Records for this task:
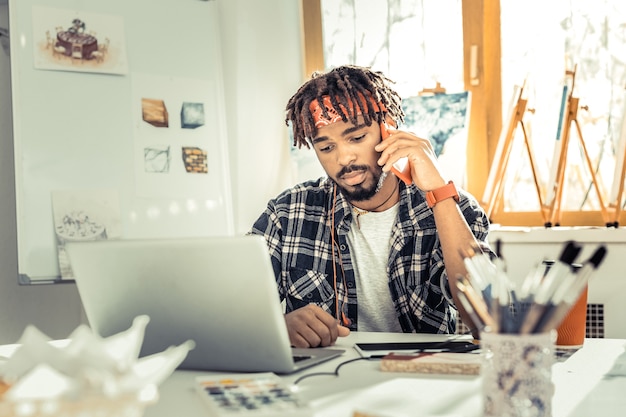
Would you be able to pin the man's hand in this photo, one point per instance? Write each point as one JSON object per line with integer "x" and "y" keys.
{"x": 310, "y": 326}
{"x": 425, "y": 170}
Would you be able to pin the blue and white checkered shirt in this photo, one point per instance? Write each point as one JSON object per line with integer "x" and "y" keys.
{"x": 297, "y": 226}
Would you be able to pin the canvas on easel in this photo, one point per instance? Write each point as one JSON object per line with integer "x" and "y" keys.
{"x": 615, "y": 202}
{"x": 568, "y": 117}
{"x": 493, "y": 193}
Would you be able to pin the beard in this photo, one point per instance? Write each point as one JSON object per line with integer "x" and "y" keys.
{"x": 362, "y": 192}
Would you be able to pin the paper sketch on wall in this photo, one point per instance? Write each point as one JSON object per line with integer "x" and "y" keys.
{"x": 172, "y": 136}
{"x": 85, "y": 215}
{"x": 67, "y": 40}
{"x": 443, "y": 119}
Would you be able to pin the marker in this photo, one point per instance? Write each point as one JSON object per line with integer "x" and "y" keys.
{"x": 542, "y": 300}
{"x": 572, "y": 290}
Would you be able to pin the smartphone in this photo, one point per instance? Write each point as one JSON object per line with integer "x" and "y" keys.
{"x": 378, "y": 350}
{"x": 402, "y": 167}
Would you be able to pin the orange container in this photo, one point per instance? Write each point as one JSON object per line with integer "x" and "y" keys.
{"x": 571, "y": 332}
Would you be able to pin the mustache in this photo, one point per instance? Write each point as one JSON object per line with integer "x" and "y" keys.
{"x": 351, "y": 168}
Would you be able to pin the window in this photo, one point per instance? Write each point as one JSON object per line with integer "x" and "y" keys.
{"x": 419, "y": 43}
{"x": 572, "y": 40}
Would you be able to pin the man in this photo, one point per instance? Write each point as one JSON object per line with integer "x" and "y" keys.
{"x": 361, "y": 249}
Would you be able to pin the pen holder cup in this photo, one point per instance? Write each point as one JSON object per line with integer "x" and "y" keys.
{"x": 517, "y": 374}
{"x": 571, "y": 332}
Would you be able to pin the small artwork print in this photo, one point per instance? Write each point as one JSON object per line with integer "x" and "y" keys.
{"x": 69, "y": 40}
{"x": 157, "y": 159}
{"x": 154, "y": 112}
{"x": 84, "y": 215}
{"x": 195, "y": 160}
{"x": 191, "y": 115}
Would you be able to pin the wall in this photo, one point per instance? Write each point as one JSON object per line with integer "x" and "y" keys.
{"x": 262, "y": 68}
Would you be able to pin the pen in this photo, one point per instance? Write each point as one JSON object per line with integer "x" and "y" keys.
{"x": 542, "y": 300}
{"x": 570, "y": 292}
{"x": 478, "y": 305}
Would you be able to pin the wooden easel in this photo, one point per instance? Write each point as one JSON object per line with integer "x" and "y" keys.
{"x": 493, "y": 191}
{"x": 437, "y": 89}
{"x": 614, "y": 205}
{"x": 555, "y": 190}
==
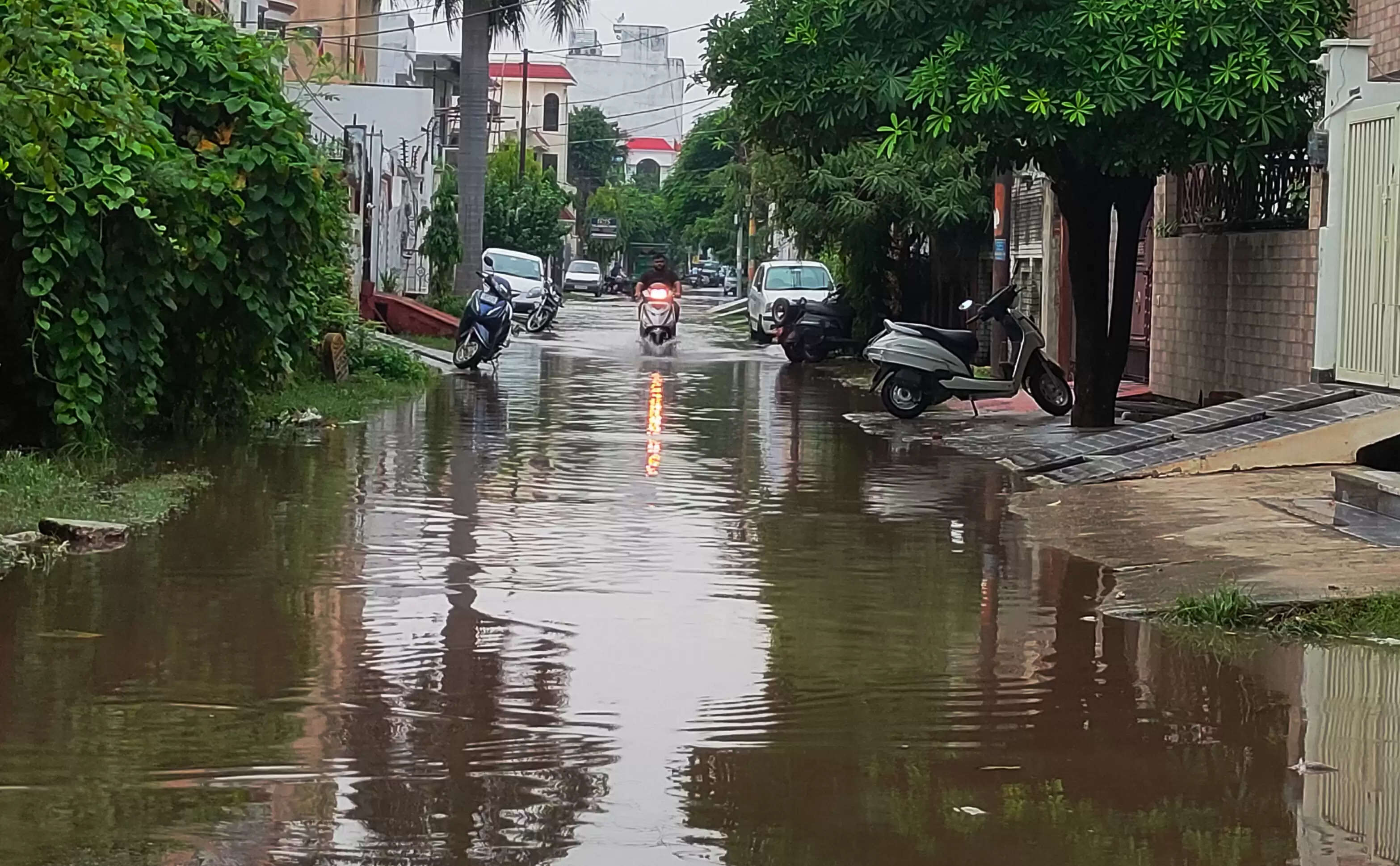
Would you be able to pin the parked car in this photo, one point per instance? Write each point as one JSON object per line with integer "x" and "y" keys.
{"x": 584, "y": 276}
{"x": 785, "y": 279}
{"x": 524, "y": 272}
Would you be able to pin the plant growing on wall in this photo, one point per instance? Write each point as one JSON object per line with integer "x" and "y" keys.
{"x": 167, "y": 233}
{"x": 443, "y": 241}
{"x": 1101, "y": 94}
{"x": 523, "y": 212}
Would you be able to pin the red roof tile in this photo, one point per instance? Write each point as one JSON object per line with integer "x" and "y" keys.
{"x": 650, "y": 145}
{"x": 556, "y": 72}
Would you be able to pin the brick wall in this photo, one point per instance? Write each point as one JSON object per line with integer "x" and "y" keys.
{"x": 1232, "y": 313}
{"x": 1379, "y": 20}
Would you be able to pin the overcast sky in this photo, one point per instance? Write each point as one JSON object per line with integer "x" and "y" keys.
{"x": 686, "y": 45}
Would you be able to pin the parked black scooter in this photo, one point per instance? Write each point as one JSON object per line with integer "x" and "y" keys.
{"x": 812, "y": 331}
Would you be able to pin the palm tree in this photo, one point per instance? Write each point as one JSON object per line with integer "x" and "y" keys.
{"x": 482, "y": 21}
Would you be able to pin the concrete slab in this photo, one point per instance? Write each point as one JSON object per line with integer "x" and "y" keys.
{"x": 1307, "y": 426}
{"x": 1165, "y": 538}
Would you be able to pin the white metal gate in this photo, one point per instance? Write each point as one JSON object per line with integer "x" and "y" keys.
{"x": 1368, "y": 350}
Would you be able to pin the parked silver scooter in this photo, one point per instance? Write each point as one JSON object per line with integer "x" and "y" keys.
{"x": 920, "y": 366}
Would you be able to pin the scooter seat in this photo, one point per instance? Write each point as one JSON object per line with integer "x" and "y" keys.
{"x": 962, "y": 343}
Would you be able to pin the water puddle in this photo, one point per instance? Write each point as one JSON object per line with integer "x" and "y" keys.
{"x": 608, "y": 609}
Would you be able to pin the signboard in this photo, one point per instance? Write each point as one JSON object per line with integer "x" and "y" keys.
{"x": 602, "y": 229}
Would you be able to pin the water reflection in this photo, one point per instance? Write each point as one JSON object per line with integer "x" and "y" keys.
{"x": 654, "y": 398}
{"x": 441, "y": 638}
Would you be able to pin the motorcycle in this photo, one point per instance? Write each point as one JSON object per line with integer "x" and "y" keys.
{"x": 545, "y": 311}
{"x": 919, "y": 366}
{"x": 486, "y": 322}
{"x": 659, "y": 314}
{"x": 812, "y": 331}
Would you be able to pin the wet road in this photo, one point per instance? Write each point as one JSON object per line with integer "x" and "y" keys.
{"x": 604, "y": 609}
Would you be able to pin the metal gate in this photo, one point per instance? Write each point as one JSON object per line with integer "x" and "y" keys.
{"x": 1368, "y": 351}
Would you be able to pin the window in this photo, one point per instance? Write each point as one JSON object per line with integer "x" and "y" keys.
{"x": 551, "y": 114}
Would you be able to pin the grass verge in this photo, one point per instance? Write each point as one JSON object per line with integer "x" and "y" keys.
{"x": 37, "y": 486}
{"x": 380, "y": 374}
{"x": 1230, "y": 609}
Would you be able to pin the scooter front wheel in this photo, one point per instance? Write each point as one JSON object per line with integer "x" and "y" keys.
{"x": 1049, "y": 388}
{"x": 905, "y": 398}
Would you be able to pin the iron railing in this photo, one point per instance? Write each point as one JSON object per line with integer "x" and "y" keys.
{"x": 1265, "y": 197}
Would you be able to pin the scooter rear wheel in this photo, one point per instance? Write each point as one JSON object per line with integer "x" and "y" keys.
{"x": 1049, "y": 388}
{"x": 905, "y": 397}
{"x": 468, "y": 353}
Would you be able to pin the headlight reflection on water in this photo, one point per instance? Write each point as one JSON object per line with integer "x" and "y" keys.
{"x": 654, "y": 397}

Exercise brief:
Select and copy out every line in the records above that contains the word "gate".

Exercise output:
Would you be able to pin the white metal gate in this photo, one point per instance? Write each point as one JSON object per line with integer "x" and "y" keys.
Would you be able to pin the metal gate in this photo, one point per instance? Write each point as one JSON object per line with integer "x" and "y" keys.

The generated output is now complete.